PROMPT
Please express the data as a two-column CSV with the columns "request" and "answer", one row per request, each field quoted and any line breaks replaced by spaces. Include all of the data.

[Data extracted from a collection]
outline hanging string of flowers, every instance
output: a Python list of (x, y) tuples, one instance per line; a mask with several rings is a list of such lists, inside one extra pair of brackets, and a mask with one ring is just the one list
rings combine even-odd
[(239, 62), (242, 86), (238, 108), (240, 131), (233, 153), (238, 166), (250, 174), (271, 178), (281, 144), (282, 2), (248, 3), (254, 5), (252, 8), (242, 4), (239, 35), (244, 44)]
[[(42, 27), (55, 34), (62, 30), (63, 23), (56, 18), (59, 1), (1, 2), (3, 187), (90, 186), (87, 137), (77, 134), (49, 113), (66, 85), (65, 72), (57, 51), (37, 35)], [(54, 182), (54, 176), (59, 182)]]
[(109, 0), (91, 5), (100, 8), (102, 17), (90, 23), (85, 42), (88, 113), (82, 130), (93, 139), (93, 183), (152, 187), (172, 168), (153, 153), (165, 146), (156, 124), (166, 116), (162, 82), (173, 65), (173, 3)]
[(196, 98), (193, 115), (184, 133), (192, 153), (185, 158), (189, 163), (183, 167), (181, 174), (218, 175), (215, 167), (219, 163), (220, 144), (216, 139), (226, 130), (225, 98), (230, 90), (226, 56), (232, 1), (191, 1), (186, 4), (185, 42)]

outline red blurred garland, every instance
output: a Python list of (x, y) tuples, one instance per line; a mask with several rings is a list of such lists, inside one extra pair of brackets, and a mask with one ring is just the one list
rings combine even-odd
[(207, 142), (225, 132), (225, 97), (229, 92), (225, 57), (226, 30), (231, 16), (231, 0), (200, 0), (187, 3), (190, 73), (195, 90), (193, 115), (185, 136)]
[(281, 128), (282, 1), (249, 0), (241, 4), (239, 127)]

SOLUTION FOR THIS PROBLEM
request,answer
"outline hanging string of flowers, every instance output: a Python list of (x, y) tuples, one instance per line; a mask with several rings is a list of such lists, inside one extra pair of brackets, and a mask with one ring is just the one list rings combine even-odd","[(239, 62), (242, 86), (238, 108), (240, 131), (233, 153), (238, 166), (250, 174), (271, 178), (281, 144), (282, 2), (248, 3), (254, 5), (252, 8), (242, 4), (239, 35), (244, 44)] [[(42, 27), (55, 34), (62, 30), (63, 23), (56, 18), (59, 1), (1, 2), (3, 187), (90, 186), (87, 137), (77, 134), (49, 113), (66, 85), (65, 72), (57, 51), (37, 35)], [(54, 182), (54, 176), (59, 182)]] [(109, 0), (91, 5), (100, 8), (102, 17), (90, 23), (85, 42), (88, 113), (82, 130), (93, 139), (93, 183), (152, 187), (172, 168), (153, 153), (165, 146), (156, 124), (166, 116), (162, 82), (173, 65), (173, 3)] [(196, 98), (193, 115), (184, 133), (192, 153), (185, 158), (189, 163), (183, 167), (181, 174), (218, 175), (215, 167), (219, 163), (220, 144), (216, 139), (226, 130), (225, 98), (230, 90), (226, 56), (232, 1), (191, 1), (186, 4), (185, 42)]"
"outline red blurred garland, every instance output: a Python list of (x, y) tuples, one instance per line; a mask with several rings is a list of such lists, inside one extra pair of brackets, and a mask with one ring is just the one list rings combine even-odd","[(207, 142), (225, 132), (225, 97), (229, 92), (225, 57), (226, 30), (231, 16), (231, 0), (200, 0), (187, 3), (190, 73), (195, 90), (193, 115), (185, 136)] [(281, 128), (282, 1), (249, 0), (241, 4), (239, 127)]"